**GIVEN REQUEST 1:**
According to the biography, which firm did Harley work for before founding Dalton Nicol Reid?
**GIVEN REQUEST 2:**
Using the biography, answer yes or no for each statement and quote the words that decide it: (a) Harley holds a Bachelor of Science from Griffith University. (b) Harley was CEO of Dalton Nicol Reid up to 2014. (c) Dalton Nicol Reid serves clients only within Australia.

** Begin READING PASSAGE **

Harley has over 20 years’ experience in investments and the funds
management industry. His key background and capabilities include leadership,
strategy, negotiation and operational management. He has been actively
involved in taking a number of business to publicly listed status in the
Australian share market, providing capital raising, structuring, debt, equity; and board composition advice in
this process.
Harley was the founder, director and CEO of Dalton Nicol Reid up to 2014, one of Australia’s leading and
recognised Australian Equities fund managers. He grew the business from start up to circa AUD $1billion in
assets under management prior to his exit. Dalton Nicol Reid manages money on behalf of retail, wholesale
and institutional clients both domestically and internationally.
Prior to founding Dalton Nicol Reid, Harley worked for Hartley Poynton Stockbroking.
Harley has a Bachelor of Science from Griffith University, a Graduate Diploma in Applied Finance and Investment and is a
member of The Australian Institute of Company Directors.

** End READING PASSAGE **
** Begin RAW DATA **

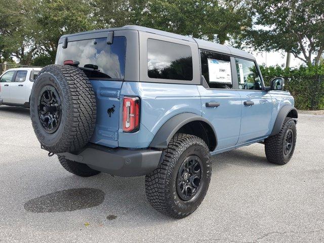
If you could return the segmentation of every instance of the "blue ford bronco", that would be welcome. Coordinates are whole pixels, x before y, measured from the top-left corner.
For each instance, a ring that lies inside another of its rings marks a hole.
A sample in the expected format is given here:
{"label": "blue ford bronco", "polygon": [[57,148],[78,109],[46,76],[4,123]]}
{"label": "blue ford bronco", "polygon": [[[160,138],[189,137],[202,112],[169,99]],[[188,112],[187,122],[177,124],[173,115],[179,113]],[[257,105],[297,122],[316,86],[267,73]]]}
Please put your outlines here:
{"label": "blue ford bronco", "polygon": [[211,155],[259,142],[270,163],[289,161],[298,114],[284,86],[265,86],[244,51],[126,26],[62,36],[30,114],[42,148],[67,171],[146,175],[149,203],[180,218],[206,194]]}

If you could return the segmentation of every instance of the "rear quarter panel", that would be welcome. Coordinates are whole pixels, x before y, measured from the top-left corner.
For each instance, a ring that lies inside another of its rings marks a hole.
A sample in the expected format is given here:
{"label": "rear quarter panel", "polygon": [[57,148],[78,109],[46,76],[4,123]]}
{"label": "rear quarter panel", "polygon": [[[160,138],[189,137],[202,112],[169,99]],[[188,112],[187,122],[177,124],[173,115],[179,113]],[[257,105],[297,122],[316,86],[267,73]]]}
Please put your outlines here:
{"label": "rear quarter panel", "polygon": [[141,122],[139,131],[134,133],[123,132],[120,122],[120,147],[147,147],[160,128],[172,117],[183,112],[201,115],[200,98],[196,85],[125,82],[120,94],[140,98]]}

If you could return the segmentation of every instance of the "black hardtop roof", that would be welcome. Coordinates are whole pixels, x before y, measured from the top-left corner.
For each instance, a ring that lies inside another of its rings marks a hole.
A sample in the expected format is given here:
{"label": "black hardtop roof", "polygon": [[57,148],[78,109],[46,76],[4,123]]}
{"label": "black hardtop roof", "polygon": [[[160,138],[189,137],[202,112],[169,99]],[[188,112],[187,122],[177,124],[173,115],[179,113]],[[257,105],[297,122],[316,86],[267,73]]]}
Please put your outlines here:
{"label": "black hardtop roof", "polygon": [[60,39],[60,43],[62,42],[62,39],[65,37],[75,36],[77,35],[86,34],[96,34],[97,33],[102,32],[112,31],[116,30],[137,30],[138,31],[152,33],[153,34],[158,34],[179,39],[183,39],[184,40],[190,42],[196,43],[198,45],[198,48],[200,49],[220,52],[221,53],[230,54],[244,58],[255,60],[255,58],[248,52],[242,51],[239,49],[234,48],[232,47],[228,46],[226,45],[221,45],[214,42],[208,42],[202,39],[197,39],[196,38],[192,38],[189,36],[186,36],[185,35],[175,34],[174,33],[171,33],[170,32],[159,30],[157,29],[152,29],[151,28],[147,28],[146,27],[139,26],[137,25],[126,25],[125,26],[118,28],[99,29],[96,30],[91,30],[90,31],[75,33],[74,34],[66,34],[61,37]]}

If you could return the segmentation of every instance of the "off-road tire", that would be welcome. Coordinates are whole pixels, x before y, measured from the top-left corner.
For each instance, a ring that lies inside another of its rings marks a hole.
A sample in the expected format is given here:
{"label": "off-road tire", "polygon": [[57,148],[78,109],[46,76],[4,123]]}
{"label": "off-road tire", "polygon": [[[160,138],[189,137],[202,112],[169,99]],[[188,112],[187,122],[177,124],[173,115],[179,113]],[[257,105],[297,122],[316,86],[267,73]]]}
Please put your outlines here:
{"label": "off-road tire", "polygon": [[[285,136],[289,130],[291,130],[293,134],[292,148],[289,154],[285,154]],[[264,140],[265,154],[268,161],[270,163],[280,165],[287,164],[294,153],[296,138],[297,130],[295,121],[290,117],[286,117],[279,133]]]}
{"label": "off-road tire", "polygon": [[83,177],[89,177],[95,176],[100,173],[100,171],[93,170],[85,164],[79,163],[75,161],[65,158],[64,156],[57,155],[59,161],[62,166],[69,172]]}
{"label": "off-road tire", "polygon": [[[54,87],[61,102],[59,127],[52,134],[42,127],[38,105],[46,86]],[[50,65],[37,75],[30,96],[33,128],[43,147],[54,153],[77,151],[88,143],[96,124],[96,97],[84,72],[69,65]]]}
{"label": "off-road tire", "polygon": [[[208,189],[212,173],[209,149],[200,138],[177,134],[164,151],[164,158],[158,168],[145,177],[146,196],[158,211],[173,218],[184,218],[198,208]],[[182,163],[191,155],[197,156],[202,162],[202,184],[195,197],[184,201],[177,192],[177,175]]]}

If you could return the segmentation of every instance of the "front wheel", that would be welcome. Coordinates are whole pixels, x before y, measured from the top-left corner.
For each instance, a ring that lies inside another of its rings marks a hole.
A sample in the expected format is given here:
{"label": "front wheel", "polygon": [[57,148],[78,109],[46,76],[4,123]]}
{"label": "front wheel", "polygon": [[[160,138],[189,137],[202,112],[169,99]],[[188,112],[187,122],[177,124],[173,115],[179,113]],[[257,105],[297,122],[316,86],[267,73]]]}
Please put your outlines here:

** End RAW DATA **
** Begin RAW DATA **

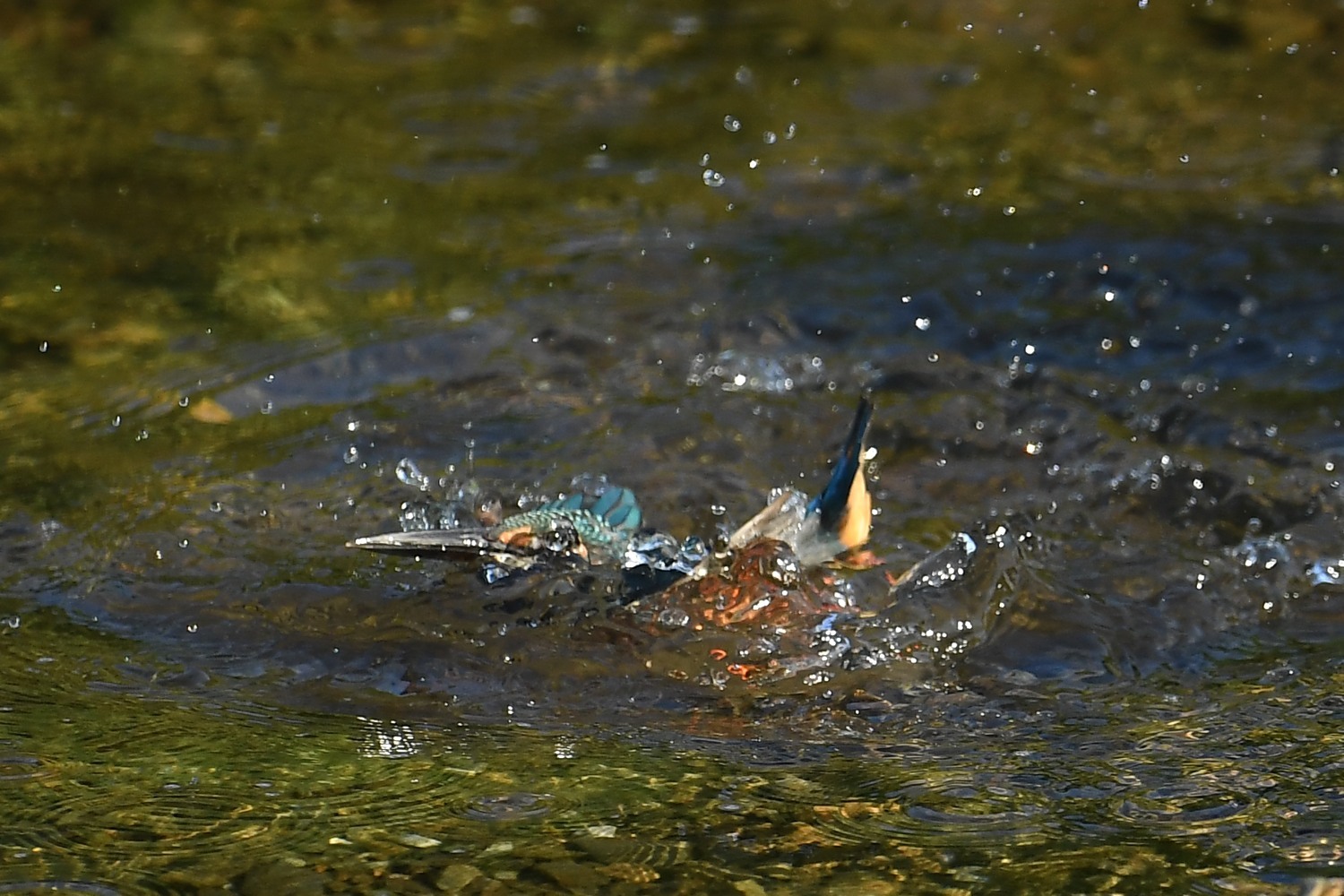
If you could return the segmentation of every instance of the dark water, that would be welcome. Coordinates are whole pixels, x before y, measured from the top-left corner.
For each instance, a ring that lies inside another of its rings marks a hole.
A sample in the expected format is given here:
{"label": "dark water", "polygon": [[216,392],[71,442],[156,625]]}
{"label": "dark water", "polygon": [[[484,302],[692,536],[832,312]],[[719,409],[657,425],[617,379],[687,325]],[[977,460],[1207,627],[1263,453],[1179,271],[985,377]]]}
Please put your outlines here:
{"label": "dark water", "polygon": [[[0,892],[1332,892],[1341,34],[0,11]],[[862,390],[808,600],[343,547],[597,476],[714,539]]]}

** End RAW DATA **

**TASK OUTPUT 1:**
Hartley Poynton Stockbroking.

**TASK OUTPUT 2:**
(a) Yes: "Harley has a Bachelor of Science from Griffith University"
(b) Yes: "Harley was the founder, director and CEO of Dalton Nicol Reid up to 2014"
(c) No: "both domestically and internationally"